EXTRACTED TEXT:
⁂

An estimated 5 million Americans have Alzheimer’s disease. That number is projected to nearly triple by 2050 as the U.S. population trends older. Currently, there is no cure for the disease and no treatments shown to slow its progress.
Clay County, Kan., has the nation’s highest rate of people on Medicare diagnosed with Alzheimer’s disease or dementia. At 22 percent, it’s roughly double the rate in surrounding counties — as well as the state and national averages.
The director of the University of Kansas Alzheimer’s Disease Center, Dr. Russell Swerdlow, doesn’t have a ready explanation. But he thinks it’s unlikely the difference is due to genetic or environmental factors unique to the north-central Kansas county.
“Clay County may not be a risk factor for getting Alzheimer’s disease. It may be a risk factor for becoming diagnosed with Alzheimer’s disease,” he said.

⁂

ASSIGNED TASK A: Which figures written in numerals appear in the passage on Alzheimer's disease in Clay County?
ASSIGNED TASK B: Transcribe the Alzheimer's passage word for word, beginning at the words that have "An estimated 5" and stopping after "and national averages.".

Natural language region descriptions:
⁂

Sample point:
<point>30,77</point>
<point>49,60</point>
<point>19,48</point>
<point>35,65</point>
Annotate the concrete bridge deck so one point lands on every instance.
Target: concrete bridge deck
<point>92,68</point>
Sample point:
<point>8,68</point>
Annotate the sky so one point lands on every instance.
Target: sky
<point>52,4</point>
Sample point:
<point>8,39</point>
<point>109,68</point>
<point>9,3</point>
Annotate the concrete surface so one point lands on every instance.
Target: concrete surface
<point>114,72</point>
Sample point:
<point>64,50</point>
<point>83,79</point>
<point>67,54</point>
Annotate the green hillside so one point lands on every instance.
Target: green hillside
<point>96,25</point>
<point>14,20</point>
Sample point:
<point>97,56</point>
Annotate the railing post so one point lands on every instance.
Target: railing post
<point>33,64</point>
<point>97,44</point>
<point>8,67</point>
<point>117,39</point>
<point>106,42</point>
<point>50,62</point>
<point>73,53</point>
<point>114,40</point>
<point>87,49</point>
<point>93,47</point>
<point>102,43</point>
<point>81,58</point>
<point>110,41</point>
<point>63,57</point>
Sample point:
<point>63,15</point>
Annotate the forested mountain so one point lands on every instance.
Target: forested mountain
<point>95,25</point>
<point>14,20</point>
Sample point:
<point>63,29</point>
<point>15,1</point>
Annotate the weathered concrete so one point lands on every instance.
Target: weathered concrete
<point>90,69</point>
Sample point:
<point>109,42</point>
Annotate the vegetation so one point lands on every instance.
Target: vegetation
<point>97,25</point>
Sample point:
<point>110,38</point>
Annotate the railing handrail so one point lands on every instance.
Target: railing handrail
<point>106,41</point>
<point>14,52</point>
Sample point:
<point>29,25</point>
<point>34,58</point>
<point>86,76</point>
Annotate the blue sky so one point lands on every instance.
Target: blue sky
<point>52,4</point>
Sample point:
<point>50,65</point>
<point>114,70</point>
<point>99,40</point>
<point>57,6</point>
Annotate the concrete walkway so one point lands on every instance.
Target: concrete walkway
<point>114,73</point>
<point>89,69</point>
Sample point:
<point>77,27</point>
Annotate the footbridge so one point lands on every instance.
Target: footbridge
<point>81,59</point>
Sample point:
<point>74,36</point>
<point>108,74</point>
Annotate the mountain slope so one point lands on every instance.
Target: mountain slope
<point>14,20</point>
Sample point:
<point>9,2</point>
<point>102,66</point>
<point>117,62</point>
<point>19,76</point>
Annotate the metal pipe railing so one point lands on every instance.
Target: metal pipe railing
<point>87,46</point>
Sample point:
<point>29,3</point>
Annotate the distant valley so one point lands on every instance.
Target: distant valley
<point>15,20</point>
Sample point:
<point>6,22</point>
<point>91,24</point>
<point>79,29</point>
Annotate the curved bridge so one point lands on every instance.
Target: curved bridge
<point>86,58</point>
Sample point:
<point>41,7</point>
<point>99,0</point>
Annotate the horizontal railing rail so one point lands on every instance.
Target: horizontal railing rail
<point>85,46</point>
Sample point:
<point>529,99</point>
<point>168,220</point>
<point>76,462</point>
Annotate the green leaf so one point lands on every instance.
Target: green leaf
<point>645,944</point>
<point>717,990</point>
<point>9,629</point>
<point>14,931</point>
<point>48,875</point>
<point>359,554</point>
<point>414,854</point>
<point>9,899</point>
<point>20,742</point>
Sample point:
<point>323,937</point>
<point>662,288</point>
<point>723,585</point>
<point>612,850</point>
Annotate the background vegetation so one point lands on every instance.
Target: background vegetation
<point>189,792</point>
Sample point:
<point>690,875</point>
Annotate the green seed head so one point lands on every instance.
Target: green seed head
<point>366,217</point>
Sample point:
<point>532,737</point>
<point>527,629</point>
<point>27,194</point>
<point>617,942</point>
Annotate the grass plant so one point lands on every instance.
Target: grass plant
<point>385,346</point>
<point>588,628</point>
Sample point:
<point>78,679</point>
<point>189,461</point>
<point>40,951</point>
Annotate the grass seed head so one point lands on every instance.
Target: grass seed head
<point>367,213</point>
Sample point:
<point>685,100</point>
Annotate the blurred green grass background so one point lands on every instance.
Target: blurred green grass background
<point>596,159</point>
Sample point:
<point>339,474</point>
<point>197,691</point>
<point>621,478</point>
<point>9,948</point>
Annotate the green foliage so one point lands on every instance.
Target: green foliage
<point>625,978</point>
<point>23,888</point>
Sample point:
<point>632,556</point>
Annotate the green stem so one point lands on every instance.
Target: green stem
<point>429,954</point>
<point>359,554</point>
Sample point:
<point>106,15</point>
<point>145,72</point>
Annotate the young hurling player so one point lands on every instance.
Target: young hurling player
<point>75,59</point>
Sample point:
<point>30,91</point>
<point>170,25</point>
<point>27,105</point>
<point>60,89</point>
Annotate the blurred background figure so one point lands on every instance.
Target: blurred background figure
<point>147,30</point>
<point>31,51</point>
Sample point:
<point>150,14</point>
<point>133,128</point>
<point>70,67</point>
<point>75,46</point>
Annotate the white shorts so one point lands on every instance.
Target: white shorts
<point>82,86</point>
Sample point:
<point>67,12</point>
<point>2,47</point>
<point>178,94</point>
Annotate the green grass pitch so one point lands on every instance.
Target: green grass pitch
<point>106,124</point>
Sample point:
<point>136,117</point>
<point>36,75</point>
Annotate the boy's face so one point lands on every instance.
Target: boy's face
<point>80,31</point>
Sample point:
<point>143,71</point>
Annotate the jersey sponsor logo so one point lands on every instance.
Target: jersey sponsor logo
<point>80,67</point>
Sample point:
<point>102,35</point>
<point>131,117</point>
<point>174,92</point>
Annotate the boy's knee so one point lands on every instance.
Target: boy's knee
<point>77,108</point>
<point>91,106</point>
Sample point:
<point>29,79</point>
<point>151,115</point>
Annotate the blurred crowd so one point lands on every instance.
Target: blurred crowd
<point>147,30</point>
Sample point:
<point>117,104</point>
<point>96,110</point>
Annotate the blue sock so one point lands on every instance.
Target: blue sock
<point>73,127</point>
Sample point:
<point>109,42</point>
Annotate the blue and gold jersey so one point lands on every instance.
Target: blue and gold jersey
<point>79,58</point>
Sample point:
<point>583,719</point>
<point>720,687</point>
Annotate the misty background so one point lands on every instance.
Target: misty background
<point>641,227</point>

⁂

PROBLEM SOLUTION A:
- 5 million
- 2050
- 22 percent

PROBLEM SOLUTION B:
An estimated 5 million Americans have Alzheimer’s disease. That number is projected to nearly triple by 2050 as the U.S. population trends older. Currently, there is no cure for the disease and no treatments shown to slow its progress.
Clay County, Kan., has the nation’s highest rate of people on Medicare diagnosed with Alzheimer’s disease or dementia. At 22 percent, it’s roughly double the rate in surrounding counties — as well as the state and national averages.